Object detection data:
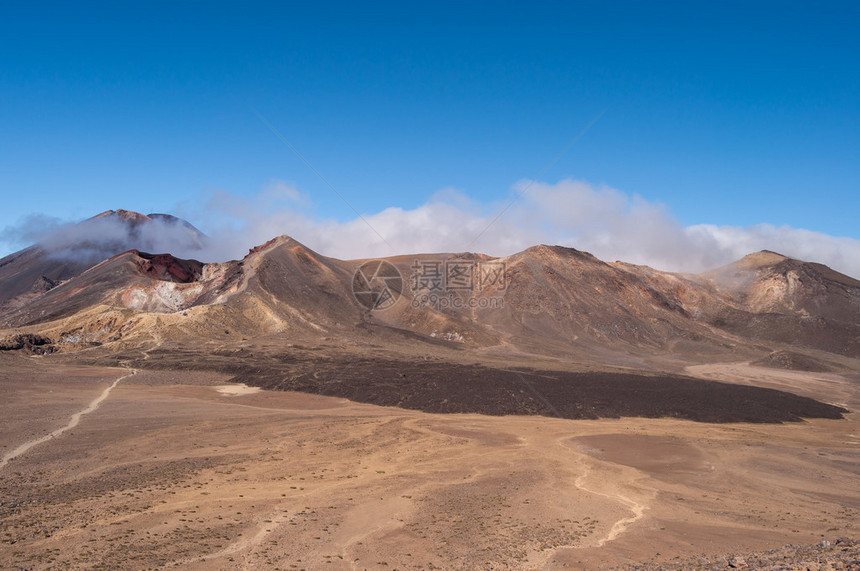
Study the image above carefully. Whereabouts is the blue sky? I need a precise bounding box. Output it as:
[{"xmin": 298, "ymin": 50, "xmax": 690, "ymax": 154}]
[{"xmin": 0, "ymin": 1, "xmax": 860, "ymax": 270}]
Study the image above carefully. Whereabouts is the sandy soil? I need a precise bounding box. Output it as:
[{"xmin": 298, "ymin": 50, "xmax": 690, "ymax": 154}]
[{"xmin": 0, "ymin": 359, "xmax": 860, "ymax": 569}]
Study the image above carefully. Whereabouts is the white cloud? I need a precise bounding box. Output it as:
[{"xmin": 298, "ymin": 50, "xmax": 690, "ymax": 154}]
[{"xmin": 5, "ymin": 180, "xmax": 860, "ymax": 276}]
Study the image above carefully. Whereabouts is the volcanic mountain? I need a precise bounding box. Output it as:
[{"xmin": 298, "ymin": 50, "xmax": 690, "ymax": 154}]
[
  {"xmin": 0, "ymin": 210, "xmax": 205, "ymax": 311},
  {"xmin": 0, "ymin": 211, "xmax": 860, "ymax": 420}
]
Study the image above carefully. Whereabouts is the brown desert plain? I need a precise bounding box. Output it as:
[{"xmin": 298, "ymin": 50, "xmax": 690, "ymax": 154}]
[{"xmin": 0, "ymin": 211, "xmax": 860, "ymax": 570}]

Task directions: Please rewrite all the entries above, replacing "Whereabouts is" with "Where is" and keeping everything else the same. Leave the pictures out of your answer.

The solution:
Study the image above carefully. Where is the blue sky? I need a precise bounding box. Output it as:
[{"xmin": 298, "ymin": 50, "xmax": 690, "ymax": 154}]
[{"xmin": 0, "ymin": 1, "xmax": 860, "ymax": 270}]
Study the image above carefully. Where is the sandy soil? I need a precise bounding box. Output it as:
[{"xmin": 298, "ymin": 50, "xmax": 690, "ymax": 154}]
[{"xmin": 0, "ymin": 359, "xmax": 860, "ymax": 569}]
Study the image above carefully. Where is the white cloud? I need a precise bounding box. Output it as:
[{"xmin": 298, "ymin": 50, "xmax": 690, "ymax": 154}]
[{"xmin": 5, "ymin": 180, "xmax": 860, "ymax": 276}]
Study the image above carefully. Where is the volcanic mountain? I need a precise bounding box. Output it as:
[{"xmin": 298, "ymin": 50, "xmax": 690, "ymax": 154}]
[
  {"xmin": 0, "ymin": 210, "xmax": 205, "ymax": 311},
  {"xmin": 0, "ymin": 211, "xmax": 860, "ymax": 420}
]
Study the image above carefully. Where is the brown desert plain? I need a precise bounding box. Output it as:
[{"xmin": 298, "ymin": 50, "xmax": 690, "ymax": 154}]
[{"xmin": 0, "ymin": 211, "xmax": 860, "ymax": 570}]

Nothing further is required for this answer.